***** ПРИВЕДЁННЫЙ ТЕКСТ *****

По прибытии в Алма-Ату Троцкий стал принимать меры для установления связей с разбросанными по разным отдаленным уголкам страны единомышленниками. Конец января — февраль 1928 г. были временем рассылки многочисленных телеграмм и открыток, которые члены семьи и сосланные оппозиционеры отправляли Троцкому, зная только то, что он, по-видимому, находится в Алма-Ате. Поэтому адрес был простой: Алма-Ата, почта, до востребования, Седову, тем более что не только сын Лев носил фамилию своей матери, но и у самого Троцкого был паспорт на фамилию жены. Сделано это было в какой-то момент из бюрократических и конспиративных соображений (на псевдоним Троцкий советская бюрократическая машина паспорт выдать не могла, а получать паспорт на фамилию Бронштейн вождь российской революции, пытавшийся убежать от своего еврейского происхождения, посчитал политически неправильным, остановившись на фамилии жены).

***** ИСХОДНЫЕ ДАННЫЕ *****

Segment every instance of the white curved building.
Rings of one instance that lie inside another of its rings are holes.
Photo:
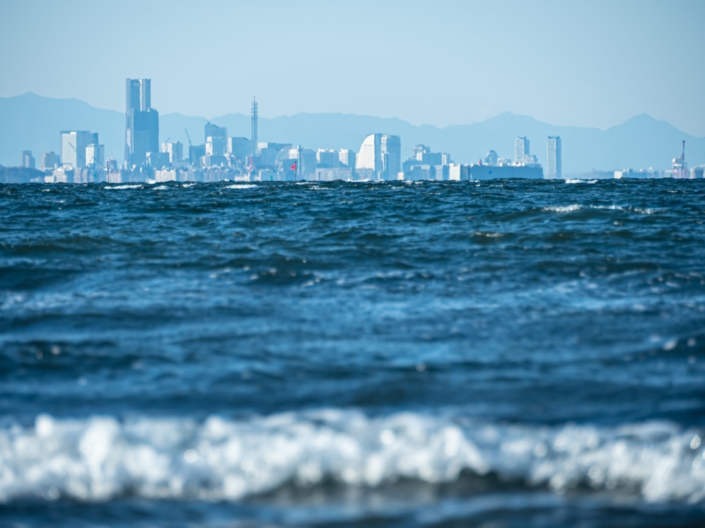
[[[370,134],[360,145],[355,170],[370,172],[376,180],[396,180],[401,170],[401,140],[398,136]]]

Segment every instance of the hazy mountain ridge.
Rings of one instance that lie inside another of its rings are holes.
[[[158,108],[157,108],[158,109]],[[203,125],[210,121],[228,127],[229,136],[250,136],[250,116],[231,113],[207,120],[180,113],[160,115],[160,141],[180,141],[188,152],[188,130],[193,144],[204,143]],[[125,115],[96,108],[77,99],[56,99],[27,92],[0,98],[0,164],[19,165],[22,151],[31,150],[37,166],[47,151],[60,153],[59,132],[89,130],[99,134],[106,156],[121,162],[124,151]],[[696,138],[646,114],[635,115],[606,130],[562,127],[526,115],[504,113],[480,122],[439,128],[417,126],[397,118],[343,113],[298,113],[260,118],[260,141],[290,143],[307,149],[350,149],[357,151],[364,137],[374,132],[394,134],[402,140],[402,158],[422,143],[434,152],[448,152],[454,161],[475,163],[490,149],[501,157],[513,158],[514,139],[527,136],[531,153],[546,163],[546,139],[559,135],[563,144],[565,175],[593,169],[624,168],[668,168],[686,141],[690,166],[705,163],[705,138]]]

*****

ЦЕЛЬ ЗАДАНИЯ -
Пожалуйста, процитируйте из текста о Троцком в Алма-Ате фрагмент от слов «По прибытии в» до слов «на фамилии жены).» включительно. Опирайтесь только на текст о Троцком в Алма-Ате.

РЕШЕНИЕ ЗАДАНИЯ -
По прибытии в Алма-Ату Троцкий стал принимать меры для установления связей с разбросанными по разным отдаленным уголкам страны единомышленниками. Конец января — февраль 1928 г. были временем рассылки многочисленных телеграмм и открыток, которые члены семьи и сосланные оппозиционеры отправляли Троцкому, зная только то, что он, по-видимому, находится в Алма-Ате. Поэтому адрес был простой: Алма-Ата, почта, до востребования, Седову, тем более что не только сын Лев носил фамилию своей матери, но и у самого Троцкого был паспорт на фамилию жены. Сделано это было в какой-то момент из бюрократических и конспиративных соображений (на псевдоним Троцкий советская бюрократическая машина паспорт выдать не могла, а получать паспорт на фамилию Бронштейн вождь российской революции, пытавшийся убежать от своего еврейского происхождения, посчитал политически неправильным, остановившись на фамилии жены).